Crise sanitaire : une colère impossible à mesurer

Ecoles fermées, collèges fortement mobilisés  profs des lycées, lycén.nes et vie scolaire aux rendez-vous à Paris ou en régions, la grève nationale du 10 novembre a été l’expression d’une colère qu’aucune statistique en pourcentages de grévistes ne pourra contenir.

De Lille à Marseille, le même constat : « la crise sanitaire a révélé les insuffisances structurelles de l’école publique : locaux inadaptés, moyens humains insuffisants. ».

Tracts, affiches, mots dits, un résumé identique :

« Depuis mars, rien n’a été vraiment préparé ou organisé. Rien n’a été vraiment engagé pour anticiper la reprise de l’épidémie : pas de recrutement de personnels afin d’alléger les effectifs des groupes classes ;  pas d’embauche de personnels de toutes catégories à la hauteur des besoins : agents d’entretien, AED, AESH, médecins et infirmiers scolaires, assistantes sociales ; aucun travaux d’aménagements des locaux… »

Ne pas fermer les écoles, collèges et lycées

Une certitude partagée : ne pas revivre l’école à distance : qui n’est plus l’école.
---+---
**Votre consigne:** Rédigez la suite de l'extrait sur la grève nationale du 10 novembre dans l'enseignement, à partir de sa dernière phrase. Le matériel qui suit n'a aucun lien avec cet extrait.

**Données enregistrées:**
---+---
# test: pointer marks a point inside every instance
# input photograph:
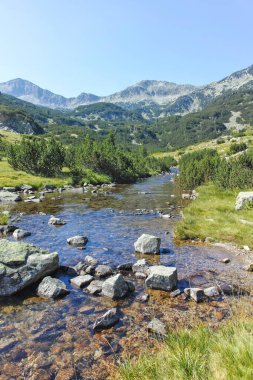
---+---
**Réponse attendue:**
Et une violence insupportable contre les lycéen.nes. Frappé.es,  gazé.es, plaqué.es, interpellé.es, depuis le 3 novembre, à Paris, Nantes, Saint-Denis…, les violences policières contre les blocus lycéens se sont multipliées. A lire ci-dessous, le communiqué des syndicats du 93.

A lire aussi :

– A propos des élèves de 10 ans emmenés au commissariat :

https://blogs.mediapart.fr/georges-gumpel/blog/111120/propos-de-l-arrestation-des-quatre-jeunes-mineurs-albertville

et le texte de Laurence De Cock : https://blogs.mediapart.fr/laurence-de-cock/blog/081120/conjurer-la-peur-par-le-collectif

– La FCPE 93 écrit au président de la République

Communiqué de la FCPE93:

Lycées fermés : jeunesse sacrifiée – Lettre ouverte au président de la république


 Monsieur le Président,
 
Alors que vous avez convoqué un conseil de défense sanitaire demain pour statuer entre autres sur la fermeture des lycées, la fédération des parents d’élèves de Seine-Saint-Denis vous demande instamment de les laisser ouverts.
 
Monsieur le président, toute la communauté éducative se bat depuis deux semaines pour trouver un protocole respectueux de la situation sanitaire mais aussi des besoins essentiels de nos citoyens de demain. Alors que les solutions se mettent en place, ne fermez pas les lycées.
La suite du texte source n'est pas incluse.